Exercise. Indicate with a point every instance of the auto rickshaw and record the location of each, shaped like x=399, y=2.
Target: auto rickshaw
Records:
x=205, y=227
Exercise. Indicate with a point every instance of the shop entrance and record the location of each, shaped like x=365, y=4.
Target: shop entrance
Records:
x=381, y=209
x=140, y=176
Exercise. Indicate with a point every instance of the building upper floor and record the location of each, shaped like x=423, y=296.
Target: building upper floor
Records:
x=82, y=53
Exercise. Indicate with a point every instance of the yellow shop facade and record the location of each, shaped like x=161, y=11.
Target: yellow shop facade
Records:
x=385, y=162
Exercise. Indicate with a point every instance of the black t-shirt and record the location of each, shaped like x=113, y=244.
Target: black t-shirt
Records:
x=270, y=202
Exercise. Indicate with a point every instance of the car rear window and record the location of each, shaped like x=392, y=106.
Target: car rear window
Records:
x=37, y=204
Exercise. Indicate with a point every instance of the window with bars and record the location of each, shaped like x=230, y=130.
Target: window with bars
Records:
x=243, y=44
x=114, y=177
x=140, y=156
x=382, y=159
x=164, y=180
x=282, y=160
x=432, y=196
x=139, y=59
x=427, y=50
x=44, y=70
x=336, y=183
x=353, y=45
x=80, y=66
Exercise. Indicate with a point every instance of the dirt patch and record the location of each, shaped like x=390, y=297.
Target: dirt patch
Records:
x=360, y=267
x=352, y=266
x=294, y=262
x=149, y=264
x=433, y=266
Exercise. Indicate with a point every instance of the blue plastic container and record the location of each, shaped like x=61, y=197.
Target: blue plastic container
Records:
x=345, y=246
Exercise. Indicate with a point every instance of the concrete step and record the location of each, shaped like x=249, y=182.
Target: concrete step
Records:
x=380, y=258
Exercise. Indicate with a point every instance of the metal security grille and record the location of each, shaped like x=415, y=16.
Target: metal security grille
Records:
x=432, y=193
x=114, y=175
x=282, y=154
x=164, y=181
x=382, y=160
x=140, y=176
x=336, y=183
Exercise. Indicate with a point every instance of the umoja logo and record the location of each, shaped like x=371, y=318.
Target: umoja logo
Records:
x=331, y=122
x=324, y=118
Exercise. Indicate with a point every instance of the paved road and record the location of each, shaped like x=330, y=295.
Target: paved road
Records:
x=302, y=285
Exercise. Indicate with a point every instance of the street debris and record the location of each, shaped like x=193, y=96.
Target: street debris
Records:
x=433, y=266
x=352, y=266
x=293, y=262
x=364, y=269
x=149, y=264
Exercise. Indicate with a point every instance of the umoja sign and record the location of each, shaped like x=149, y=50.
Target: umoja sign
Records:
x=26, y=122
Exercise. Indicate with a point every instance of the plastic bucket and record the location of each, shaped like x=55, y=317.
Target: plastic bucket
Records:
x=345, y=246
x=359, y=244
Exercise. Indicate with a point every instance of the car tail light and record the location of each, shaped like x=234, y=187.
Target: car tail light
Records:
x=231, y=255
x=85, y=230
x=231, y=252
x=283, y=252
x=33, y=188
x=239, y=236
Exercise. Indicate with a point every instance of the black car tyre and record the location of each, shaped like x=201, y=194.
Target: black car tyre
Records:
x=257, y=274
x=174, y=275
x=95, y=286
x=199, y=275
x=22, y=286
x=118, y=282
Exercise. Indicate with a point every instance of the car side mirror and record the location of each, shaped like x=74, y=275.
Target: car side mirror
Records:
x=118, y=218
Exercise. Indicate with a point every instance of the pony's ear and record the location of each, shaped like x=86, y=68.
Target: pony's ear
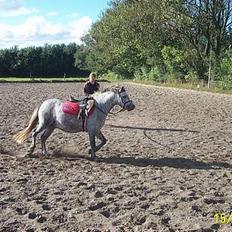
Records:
x=122, y=89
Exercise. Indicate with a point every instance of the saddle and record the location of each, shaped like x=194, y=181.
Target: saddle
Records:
x=82, y=109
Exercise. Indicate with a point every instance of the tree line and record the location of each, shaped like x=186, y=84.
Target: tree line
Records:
x=44, y=61
x=161, y=39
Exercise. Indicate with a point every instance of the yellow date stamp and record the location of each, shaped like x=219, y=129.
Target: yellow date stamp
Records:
x=223, y=218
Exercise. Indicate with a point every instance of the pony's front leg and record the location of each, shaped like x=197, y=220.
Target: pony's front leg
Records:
x=102, y=138
x=92, y=145
x=33, y=143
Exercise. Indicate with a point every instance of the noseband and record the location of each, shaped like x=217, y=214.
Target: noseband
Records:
x=124, y=102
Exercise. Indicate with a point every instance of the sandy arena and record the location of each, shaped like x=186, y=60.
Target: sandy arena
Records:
x=166, y=167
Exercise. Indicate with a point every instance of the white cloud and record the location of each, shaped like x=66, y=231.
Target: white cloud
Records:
x=52, y=13
x=36, y=31
x=9, y=8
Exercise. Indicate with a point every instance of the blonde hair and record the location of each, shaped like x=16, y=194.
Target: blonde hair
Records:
x=92, y=74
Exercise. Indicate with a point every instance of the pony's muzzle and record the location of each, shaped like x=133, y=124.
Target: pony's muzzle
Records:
x=130, y=106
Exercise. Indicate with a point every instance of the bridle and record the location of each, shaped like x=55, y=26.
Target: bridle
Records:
x=124, y=102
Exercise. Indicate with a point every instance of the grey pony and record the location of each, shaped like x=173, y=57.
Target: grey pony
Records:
x=49, y=116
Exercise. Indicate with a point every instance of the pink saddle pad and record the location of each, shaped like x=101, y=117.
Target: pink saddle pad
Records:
x=72, y=108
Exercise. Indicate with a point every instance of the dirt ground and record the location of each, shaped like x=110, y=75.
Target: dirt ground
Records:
x=166, y=167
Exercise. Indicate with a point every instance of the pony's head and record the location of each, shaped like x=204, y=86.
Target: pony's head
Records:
x=123, y=99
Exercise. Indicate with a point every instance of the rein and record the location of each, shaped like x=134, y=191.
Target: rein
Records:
x=122, y=109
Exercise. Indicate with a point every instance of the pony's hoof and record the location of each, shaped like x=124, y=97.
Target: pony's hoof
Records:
x=28, y=155
x=94, y=158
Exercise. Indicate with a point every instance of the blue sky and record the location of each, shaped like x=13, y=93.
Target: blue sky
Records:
x=36, y=22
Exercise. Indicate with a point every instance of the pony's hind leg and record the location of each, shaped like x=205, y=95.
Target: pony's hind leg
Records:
x=95, y=148
x=47, y=132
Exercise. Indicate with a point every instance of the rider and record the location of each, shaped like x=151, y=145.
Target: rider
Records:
x=91, y=85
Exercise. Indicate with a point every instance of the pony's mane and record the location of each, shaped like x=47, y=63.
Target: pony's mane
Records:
x=113, y=88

__________________________________________________

= Exercise goal =
Copy out the entries word for word, starting at the line that contains "like x=161, y=11." and ending at the line that contains "x=385, y=162", with both of those lines included.

= Output for this task =
Exercise. Indicate with a point every instance of the yellow shop facade and record the location of each, shaped like x=161, y=11.
Target: yellow shop facade
Records:
x=385, y=162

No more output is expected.